Content starts
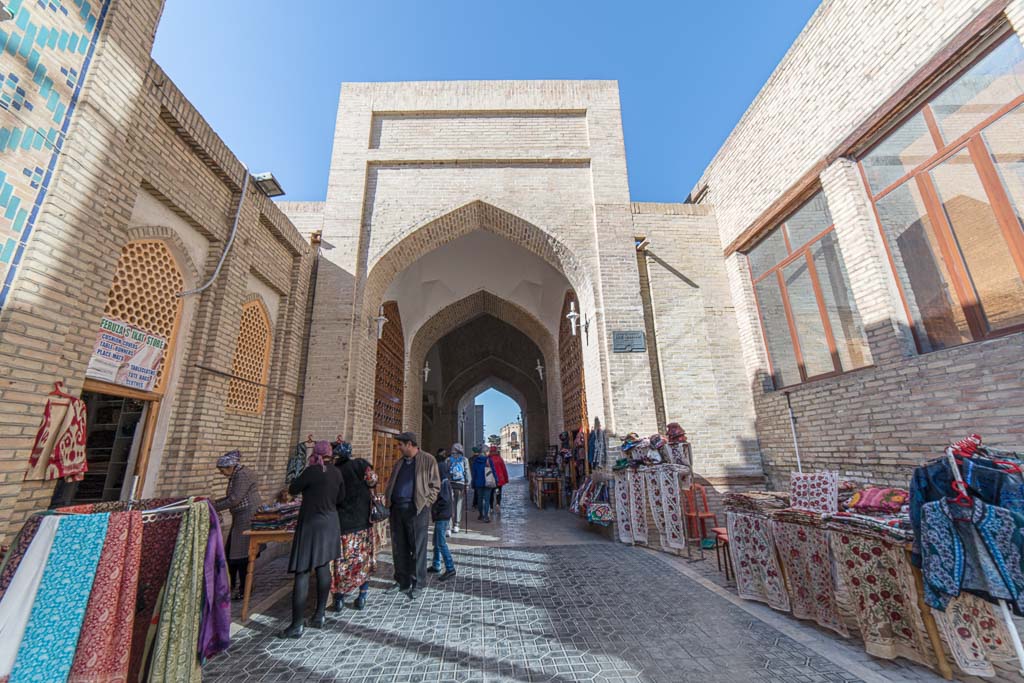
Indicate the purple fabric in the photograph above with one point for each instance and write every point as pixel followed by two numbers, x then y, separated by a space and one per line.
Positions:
pixel 215 624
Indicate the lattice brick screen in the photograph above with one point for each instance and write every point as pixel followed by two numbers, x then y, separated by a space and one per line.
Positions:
pixel 252 360
pixel 144 293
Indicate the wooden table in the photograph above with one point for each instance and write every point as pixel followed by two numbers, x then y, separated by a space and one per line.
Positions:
pixel 256 539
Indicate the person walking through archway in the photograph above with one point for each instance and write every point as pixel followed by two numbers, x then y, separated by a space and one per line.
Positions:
pixel 316 536
pixel 357 559
pixel 411 492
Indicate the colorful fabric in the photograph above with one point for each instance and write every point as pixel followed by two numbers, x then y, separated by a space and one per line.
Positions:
pixel 879 579
pixel 215 623
pixel 975 635
pixel 753 552
pixel 803 552
pixel 17 603
pixel 879 500
pixel 174 652
pixel 58 452
pixel 111 611
pixel 815 493
pixel 47 647
pixel 356 563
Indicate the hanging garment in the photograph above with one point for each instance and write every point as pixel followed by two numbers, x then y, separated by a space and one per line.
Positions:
pixel 975 635
pixel 174 651
pixel 753 552
pixel 59 447
pixel 17 603
pixel 804 553
pixel 883 596
pixel 638 506
pixel 976 549
pixel 101 654
pixel 814 493
pixel 215 623
pixel 47 647
pixel 623 516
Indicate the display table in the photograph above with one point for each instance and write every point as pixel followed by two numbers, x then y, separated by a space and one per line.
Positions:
pixel 256 539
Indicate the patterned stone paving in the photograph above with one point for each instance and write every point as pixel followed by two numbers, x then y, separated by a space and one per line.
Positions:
pixel 569 607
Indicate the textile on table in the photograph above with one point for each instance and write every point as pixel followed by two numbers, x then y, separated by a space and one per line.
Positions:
pixel 47 647
pixel 16 604
pixel 357 561
pixel 975 635
pixel 754 561
pixel 815 493
pixel 883 596
pixel 652 482
pixel 174 651
pixel 215 623
pixel 638 507
pixel 623 515
pixel 803 550
pixel 110 615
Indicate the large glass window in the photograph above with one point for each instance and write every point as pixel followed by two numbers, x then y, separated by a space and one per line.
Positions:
pixel 948 188
pixel 810 324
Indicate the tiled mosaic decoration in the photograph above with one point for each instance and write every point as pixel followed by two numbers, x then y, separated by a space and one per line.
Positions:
pixel 44 54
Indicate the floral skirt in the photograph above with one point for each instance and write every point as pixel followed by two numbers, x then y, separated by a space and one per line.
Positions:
pixel 357 561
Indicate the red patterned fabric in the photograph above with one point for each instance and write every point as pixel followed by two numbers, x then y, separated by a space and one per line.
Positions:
pixel 101 655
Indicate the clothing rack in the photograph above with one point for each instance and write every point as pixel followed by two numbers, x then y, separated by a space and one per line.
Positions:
pixel 1008 619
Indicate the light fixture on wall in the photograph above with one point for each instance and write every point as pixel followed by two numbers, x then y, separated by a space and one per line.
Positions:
pixel 572 316
pixel 381 319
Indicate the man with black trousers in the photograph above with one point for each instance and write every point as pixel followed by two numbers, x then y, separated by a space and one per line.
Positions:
pixel 412 489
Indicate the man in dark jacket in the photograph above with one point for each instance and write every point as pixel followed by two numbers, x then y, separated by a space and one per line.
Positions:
pixel 441 513
pixel 411 491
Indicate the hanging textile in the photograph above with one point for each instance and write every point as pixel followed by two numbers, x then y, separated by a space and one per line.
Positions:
pixel 17 602
pixel 883 596
pixel 101 654
pixel 638 506
pixel 803 551
pixel 975 635
pixel 58 451
pixel 652 482
pixel 753 551
pixel 675 523
pixel 815 493
pixel 623 515
pixel 48 644
pixel 215 624
pixel 174 651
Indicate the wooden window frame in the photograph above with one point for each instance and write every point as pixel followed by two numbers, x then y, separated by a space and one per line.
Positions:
pixel 1011 228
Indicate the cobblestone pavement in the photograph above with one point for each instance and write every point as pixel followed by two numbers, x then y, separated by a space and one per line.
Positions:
pixel 538 597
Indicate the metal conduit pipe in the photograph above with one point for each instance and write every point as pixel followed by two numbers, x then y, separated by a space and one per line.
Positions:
pixel 230 240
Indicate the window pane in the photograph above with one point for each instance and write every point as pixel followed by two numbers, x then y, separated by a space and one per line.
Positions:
pixel 807 317
pixel 810 221
pixel 938 318
pixel 847 328
pixel 783 358
pixel 907 146
pixel 996 281
pixel 768 253
pixel 1006 143
pixel 991 83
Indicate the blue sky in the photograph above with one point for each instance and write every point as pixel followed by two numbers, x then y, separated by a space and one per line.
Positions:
pixel 265 75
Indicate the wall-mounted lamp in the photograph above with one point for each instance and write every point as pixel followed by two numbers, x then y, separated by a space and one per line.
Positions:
pixel 381 319
pixel 572 316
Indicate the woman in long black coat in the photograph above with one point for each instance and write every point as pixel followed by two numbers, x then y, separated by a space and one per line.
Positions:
pixel 316 539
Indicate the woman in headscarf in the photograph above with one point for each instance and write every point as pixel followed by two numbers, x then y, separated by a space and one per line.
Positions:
pixel 316 536
pixel 242 500
pixel 357 559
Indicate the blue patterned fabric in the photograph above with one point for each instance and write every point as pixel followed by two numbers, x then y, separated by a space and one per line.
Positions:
pixel 48 645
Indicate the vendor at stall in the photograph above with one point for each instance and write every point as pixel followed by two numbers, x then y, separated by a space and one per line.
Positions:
Content ends
About this task -
A single number is the answer: the count of lines in the material above that contain "hanging".

Task output -
2